##### TEXT BLOCK

Two
pieces of news this week got me thinking about anger in UK prisons.
Number one follows comments from the director of public prosecutions
Keir Starmer QC, who says its time to make benefit cheats serve
longer jail terms of up to 10 years. The second follows a Commons
Justice committee reports that says more elderly sex offenders are
being jailed than ever before.
Two
pieces of news that make me wonder what effect it'll have on the
well-being of all prisoners in the system. Will an influx of elderly
perverts tip the balance or will an increase in swindlers break the
camels back and push the UK prison population into the red mist?
After-all, convicted criminals aren't exactly known for their gentle
dispositions and tolerant natures.
Being
deprived of your freedom is punishment enough, but prisoners must
also deal with the constant supervision and control of their
movements and interactions. Locked behind bars for up to twenty-three
hours a day, left to stew over their own failings and stupidity, is
enough to make anyone angry. Angry at themselves, the world, the
system, their parents and God Almighty.
In
fact, prison is the perfect place for anger to grow and prosper.
Controlling
Anger in Prisons.

##########
##### GIVEN INFORMATION

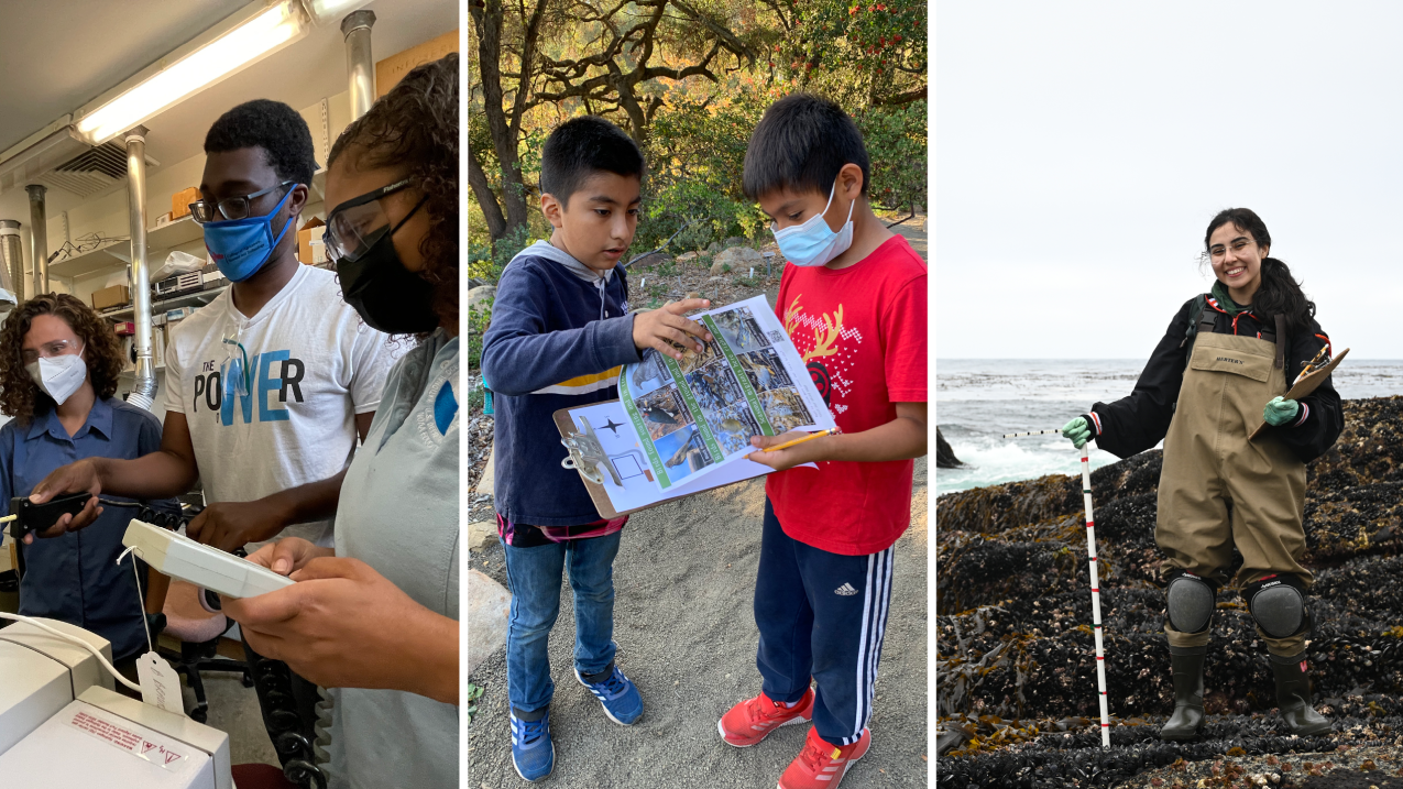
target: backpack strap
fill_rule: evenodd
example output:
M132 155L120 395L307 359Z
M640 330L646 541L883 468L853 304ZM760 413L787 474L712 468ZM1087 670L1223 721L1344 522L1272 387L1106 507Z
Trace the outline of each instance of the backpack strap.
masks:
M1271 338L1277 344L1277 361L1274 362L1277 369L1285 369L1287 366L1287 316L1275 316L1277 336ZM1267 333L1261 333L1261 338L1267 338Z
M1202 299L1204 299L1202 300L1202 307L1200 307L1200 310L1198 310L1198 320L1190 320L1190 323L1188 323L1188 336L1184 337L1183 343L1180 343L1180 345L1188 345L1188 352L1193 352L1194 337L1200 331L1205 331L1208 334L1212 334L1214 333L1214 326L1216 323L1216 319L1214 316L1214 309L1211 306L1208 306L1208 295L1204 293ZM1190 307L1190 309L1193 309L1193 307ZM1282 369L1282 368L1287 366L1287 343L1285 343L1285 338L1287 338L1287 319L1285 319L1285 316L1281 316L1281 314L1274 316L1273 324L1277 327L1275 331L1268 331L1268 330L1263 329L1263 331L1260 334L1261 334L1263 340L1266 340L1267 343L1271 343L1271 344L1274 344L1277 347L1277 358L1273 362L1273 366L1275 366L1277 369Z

##########

* THE TASK *
Return the full post on anger in UK prisons word for word. The records have nothing to do with the post on anger in UK prisons.

* SOLUTION FOR THIS TASK *
Two
pieces of news this week got me thinking about anger in UK prisons.
Number one follows comments from the director of public prosecutions
Keir Starmer QC, who says its time to make benefit cheats serve
longer jail terms of up to 10 years. The second follows a Commons
Justice committee reports that says more elderly sex offenders are
being jailed than ever before.
Two
pieces of news that make me wonder what effect it'll have on the
well-being of all prisoners in the system. Will an influx of elderly
perverts tip the balance or will an increase in swindlers break the
camels back and push the UK prison population into the red mist?
After-all, convicted criminals aren't exactly known for their gentle
dispositions and tolerant natures.
Being
deprived of your freedom is punishment enough, but prisoners must
also deal with the constant supervision and control of their
movements and interactions. Locked behind bars for up to twenty-three
hours a day, left to stew over their own failings and stupidity, is
enough to make anyone angry. Angry at themselves, the world, the
system, their parents and God Almighty.
In
fact, prison is the perfect place for anger to grow and prosper.
Controlling
Anger in Prisons.